[AIM OF THE TASK] Print back every record below, exactly as it stands.
━━━━━ PROVIDED MATERIAL
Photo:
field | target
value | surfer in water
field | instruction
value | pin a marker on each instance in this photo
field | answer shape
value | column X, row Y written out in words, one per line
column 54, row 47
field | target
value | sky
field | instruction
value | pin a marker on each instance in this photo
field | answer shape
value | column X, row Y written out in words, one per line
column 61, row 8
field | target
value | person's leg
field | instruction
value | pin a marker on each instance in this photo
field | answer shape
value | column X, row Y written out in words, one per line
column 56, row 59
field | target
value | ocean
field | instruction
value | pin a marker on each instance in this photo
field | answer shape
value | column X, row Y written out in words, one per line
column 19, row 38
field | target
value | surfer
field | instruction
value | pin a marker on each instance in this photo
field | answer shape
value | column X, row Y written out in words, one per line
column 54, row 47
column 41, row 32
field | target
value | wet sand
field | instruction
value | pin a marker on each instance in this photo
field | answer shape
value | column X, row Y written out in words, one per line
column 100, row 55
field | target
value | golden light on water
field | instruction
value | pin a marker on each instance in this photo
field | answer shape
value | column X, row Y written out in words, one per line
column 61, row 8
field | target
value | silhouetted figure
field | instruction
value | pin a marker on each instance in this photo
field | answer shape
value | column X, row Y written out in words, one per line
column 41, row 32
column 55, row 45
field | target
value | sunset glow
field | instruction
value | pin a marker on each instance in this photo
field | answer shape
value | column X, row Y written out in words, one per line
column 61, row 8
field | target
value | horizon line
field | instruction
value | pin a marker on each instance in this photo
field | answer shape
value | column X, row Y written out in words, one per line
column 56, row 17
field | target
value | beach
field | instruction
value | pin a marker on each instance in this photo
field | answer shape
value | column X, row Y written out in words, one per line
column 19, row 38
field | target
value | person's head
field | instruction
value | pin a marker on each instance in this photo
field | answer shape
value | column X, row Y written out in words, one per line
━━━━━━━━━━
[ANSWER AREA]
Photo:
field | target
value | surfer in water
field | instruction
value | pin a marker on each instance in this photo
field | answer shape
value | column X, row Y written out in words, one per line
column 54, row 47
field | target
value | sky
field | instruction
value | pin a marker on each instance in this photo
field | answer shape
value | column X, row Y written out in words, one per line
column 61, row 8
field | target
value | person's leg
field | instruction
value | pin a marker on each instance in this photo
field | answer shape
value | column X, row Y written out in words, one per line
column 56, row 59
field | target
value | ocean
field | instruction
value | pin a marker on each instance in this photo
field | answer shape
value | column X, row Y written out in words, one per line
column 19, row 38
field | target
value | surfer
field | instruction
value | pin a marker on each instance in this photo
field | answer shape
value | column X, row Y written out in words, one per line
column 54, row 47
column 41, row 32
field | target
value | wet sand
field | instruction
value | pin a marker on each instance in this photo
field | answer shape
value | column X, row Y written out in words, one per line
column 100, row 55
field | target
value | golden light on water
field | instruction
value | pin a marker on each instance in this photo
field | answer shape
value | column X, row Y written out in words, one per line
column 61, row 8
field | target
value | silhouetted figure
field | instruction
value | pin a marker on each instance in this photo
field | answer shape
value | column X, row Y written out in words, one per line
column 41, row 32
column 55, row 45
field | target
value | sunset glow
field | instruction
value | pin a marker on each instance in this photo
field | answer shape
value | column X, row Y written out in words, one per line
column 61, row 8
field | target
value | horizon line
field | instruction
value | pin a marker on each instance in this photo
field | answer shape
value | column X, row Y written out in words, one per line
column 56, row 17
field | target
value | beach
field | instruction
value | pin a marker on each instance in this photo
field | answer shape
value | column X, row Y written out in words, one per line
column 19, row 38
field | target
value | person's head
field | instruction
value | pin a marker on each instance in this photo
field | answer shape
value | column X, row Y written out in words, one per line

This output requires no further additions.